Problem statement: The data must be given again in full, with no line altered.

Given information:
──────────────────────────────

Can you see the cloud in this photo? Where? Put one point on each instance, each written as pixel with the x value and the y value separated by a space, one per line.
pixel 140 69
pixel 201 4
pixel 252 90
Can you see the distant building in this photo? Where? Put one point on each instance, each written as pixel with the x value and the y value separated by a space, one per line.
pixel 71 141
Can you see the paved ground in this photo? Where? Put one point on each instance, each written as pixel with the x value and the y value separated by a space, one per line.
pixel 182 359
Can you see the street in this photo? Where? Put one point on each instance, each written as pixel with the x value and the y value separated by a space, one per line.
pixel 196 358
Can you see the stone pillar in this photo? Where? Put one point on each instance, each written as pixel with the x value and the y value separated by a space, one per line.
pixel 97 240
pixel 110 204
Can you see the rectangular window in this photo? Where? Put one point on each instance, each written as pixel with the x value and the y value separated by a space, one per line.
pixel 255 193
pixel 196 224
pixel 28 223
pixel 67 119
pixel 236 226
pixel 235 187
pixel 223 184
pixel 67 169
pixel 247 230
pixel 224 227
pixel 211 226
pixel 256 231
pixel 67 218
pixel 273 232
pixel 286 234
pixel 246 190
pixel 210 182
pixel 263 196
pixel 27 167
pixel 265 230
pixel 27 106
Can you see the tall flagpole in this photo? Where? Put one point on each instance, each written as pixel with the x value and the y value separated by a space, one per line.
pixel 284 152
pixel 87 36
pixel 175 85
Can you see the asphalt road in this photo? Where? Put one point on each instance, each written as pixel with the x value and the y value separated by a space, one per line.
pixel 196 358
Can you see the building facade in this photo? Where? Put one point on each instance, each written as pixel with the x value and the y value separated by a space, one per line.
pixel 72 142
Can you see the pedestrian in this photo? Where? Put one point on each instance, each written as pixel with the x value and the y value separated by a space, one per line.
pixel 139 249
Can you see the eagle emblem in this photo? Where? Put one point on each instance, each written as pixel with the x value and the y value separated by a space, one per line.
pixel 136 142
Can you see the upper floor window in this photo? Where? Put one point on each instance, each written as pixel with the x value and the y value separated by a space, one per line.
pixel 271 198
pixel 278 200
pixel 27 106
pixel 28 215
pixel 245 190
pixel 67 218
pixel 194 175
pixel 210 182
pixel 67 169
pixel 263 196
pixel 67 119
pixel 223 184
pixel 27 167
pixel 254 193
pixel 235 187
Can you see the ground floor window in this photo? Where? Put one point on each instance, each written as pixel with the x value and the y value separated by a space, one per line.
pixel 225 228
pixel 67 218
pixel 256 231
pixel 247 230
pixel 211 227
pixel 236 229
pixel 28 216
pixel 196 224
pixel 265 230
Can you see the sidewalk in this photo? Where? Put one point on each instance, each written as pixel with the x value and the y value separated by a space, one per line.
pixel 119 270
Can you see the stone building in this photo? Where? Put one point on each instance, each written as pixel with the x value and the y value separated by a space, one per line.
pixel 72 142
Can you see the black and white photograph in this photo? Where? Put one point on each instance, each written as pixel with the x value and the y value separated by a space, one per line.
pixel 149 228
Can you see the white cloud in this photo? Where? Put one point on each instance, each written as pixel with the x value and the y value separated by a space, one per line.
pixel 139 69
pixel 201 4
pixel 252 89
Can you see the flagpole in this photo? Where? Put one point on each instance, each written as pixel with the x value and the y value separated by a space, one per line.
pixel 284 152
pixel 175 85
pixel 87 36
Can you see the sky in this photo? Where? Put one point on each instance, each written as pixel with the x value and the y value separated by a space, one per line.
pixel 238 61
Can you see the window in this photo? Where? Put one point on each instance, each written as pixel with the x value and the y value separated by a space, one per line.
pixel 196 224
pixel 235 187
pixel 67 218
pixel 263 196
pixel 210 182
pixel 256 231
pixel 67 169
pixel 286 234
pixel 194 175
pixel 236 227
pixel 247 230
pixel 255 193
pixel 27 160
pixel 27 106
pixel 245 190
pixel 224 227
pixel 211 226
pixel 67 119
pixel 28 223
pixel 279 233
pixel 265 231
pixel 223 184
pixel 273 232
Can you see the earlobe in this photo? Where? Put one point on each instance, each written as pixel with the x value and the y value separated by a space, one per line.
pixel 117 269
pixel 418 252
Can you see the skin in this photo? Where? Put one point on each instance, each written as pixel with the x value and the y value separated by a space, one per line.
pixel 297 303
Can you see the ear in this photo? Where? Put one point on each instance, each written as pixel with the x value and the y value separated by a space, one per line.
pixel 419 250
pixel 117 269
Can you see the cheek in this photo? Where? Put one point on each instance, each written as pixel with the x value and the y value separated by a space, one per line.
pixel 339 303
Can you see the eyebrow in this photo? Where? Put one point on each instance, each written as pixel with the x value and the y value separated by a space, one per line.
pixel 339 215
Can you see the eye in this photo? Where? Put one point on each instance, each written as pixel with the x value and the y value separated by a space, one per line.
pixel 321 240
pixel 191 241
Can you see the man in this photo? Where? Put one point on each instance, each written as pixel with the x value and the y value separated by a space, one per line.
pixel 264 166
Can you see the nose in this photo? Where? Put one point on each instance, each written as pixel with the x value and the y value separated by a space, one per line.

──────────────────────────────

Solution below:
Can you see the cloud in this photo? Where? Put one point on each instance, each written as pixel with the x value and the y value separated by a space, one per line.
pixel 140 69
pixel 201 4
pixel 252 90
Can you see the distant building in this photo? Where? Put one point on each instance, each written as pixel with the x value and the y value separated by a space, one per line.
pixel 71 141
Can you see the paved ground in this photo? Where? Put one point on each instance, each written as pixel with the x value and the y value separated by a space, one per line.
pixel 182 359
Can you see the street in this photo? Where? Put one point on each instance, each written as pixel with the x value and the y value separated by a space, one per line.
pixel 196 358
Can you see the stone pillar in this photo? Where? Put one point on each instance, each written as pixel with the x value and the y value separated by a space, one per line.
pixel 97 240
pixel 110 204
Can you see the rectangular window in this photo? Where? Put one point on each instance, each written as pixel with the x value and the y value separated by a space, one per line.
pixel 255 193
pixel 196 224
pixel 28 223
pixel 67 119
pixel 236 226
pixel 235 187
pixel 223 184
pixel 67 169
pixel 247 230
pixel 224 227
pixel 211 226
pixel 256 231
pixel 67 218
pixel 273 232
pixel 286 234
pixel 246 190
pixel 210 182
pixel 263 196
pixel 27 167
pixel 265 230
pixel 27 106
Can you see the tall flagpole in this photo? Where? Put one point on each instance, each written as pixel with the x value and the y value separated by a space, one per line.
pixel 284 152
pixel 87 36
pixel 175 85
Can you see the asphalt road in this photo? Where? Put one point on each instance, each written as pixel with the x value and the y value separated by a space, one per line.
pixel 196 358
Can you see the building facade in this photo? Where? Put one point on each instance, each written as pixel with the x value and the y value separated by a space, one per line.
pixel 72 142
Can you see the pedestrian in this photo? Where? Put one point on each instance, each written as pixel with the x value and the y value separated by a space, one per line.
pixel 139 249
Can you see the eagle emblem in this photo? Where? Put one point on each instance, each written as pixel with the x value and the y value separated by a space, one per line.
pixel 136 142
Can you see the upper floor window in this photo? Where? Put one point on each instance, each written as pixel with the x value and the y value separated by a space, one per line.
pixel 271 198
pixel 278 200
pixel 27 106
pixel 28 215
pixel 245 190
pixel 67 218
pixel 194 175
pixel 210 182
pixel 67 169
pixel 263 196
pixel 67 119
pixel 223 184
pixel 27 167
pixel 254 193
pixel 235 187
Can you see the ground floor window in this photo? Where? Put one point on each instance, each written as pixel with the x value and the y value separated by a space, one per line.
pixel 225 228
pixel 67 218
pixel 256 231
pixel 247 230
pixel 211 227
pixel 236 229
pixel 28 216
pixel 196 224
pixel 265 230
Can you see the sidewalk in this photo? Where? Put one point on each instance, each written as pixel with the x value and the y value separated by a space, one per line.
pixel 119 270
Can you see the stone building in this photo? Where? Put one point on each instance, each written as pixel with the x value and the y value separated by a space, one per line.
pixel 72 142
Can you see the black and white photograph in this photo? Where? Put one point on each instance, each written as pixel with the x value and the y value separated by a space, one per line.
pixel 149 228
Can you see the white cloud in this photo? Where? Put one point on each instance, each written as pixel with the x value and the y value separated by a space, one per line.
pixel 139 69
pixel 201 4
pixel 252 89
Can you see the flagpole in this photo? Where? Put one point on each instance, each written as pixel with the x value and the y value separated by a space, one per line.
pixel 284 152
pixel 175 85
pixel 87 36
Can you see the sky in this photo? Where? Put one point on each instance, each written as pixel with the x value and the y value separated by a space, one per line.
pixel 238 61
Can you see the window in this photo? Where? Put one point on each instance, each written as pixel with the x value and the y value separated by a space, one per line.
pixel 196 224
pixel 235 187
pixel 67 218
pixel 263 196
pixel 210 182
pixel 256 231
pixel 67 169
pixel 286 234
pixel 194 175
pixel 236 227
pixel 247 230
pixel 255 193
pixel 27 160
pixel 27 106
pixel 245 190
pixel 224 227
pixel 211 226
pixel 67 119
pixel 28 223
pixel 279 233
pixel 265 231
pixel 223 184
pixel 273 232
Can you see the earlobe in this photo? Where? Put one point on each instance, each written as pixel with the x value and the y value separated by a space, one per line.
pixel 117 269
pixel 418 252
Can you see the skin in this photo? Where? Put one point on each instance, each written as pixel with the x value and the y value separated by a space, one per line.
pixel 297 303
Can you see the ear in this photo? Where? Put one point on each instance, each written as pixel with the x value and the y value separated by a space, one per line.
pixel 419 250
pixel 117 269
Can you see the cheek in this photo? Where? Put one point on each instance, each written as pixel with the x value and the y value separated by a space, one per line.
pixel 339 303
Can you see the eyebrow in this photo? Where? Put one point on each instance, each written as pixel with the x value and the y value separated by a space, one per line.
pixel 339 215
Can you see the eye in this photo? Where? Put one point on each instance, each written as pixel with the x value and the y value separated by a space, one per line.
pixel 321 240
pixel 191 241
Can you see the man in this photo? Where? Put one point on each instance, each written as pixel with the x value and the y value separated by a space, one per line.
pixel 264 166
Can you see the nose in this photo? Where? Put one point on each instance, each written as pixel with the x value and the y value separated by a space, one per line.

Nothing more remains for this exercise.